* _Records from a collection_

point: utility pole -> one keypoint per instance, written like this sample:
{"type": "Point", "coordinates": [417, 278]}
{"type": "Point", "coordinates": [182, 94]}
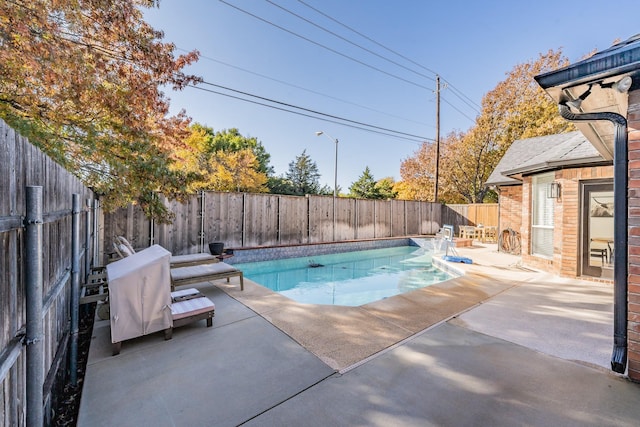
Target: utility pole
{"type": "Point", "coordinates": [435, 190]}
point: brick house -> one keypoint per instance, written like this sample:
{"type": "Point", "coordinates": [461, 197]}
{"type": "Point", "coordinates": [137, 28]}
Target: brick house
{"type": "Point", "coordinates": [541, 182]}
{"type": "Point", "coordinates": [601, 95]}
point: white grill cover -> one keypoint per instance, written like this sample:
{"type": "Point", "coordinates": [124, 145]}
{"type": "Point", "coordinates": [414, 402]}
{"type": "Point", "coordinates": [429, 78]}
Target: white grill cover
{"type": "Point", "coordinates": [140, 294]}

* _WORK ORDER_
Repeat the entries above exactly and skip the images.

* _RESULT OF THE EXERCISE_
point: utility pole -> one keypoint per instance, written like this sample:
{"type": "Point", "coordinates": [417, 278]}
{"type": "Point", "coordinates": [182, 94]}
Target: utility pole
{"type": "Point", "coordinates": [435, 190]}
point: brick house -> one keypoint per instance, written like this sample:
{"type": "Point", "coordinates": [461, 197]}
{"type": "Point", "coordinates": [137, 28]}
Target: brick house
{"type": "Point", "coordinates": [541, 182]}
{"type": "Point", "coordinates": [601, 95]}
point: white grill cover -> one keypoint per instance, written like this sample:
{"type": "Point", "coordinates": [124, 145]}
{"type": "Point", "coordinates": [414, 402]}
{"type": "Point", "coordinates": [429, 78]}
Target: white grill cover
{"type": "Point", "coordinates": [140, 294]}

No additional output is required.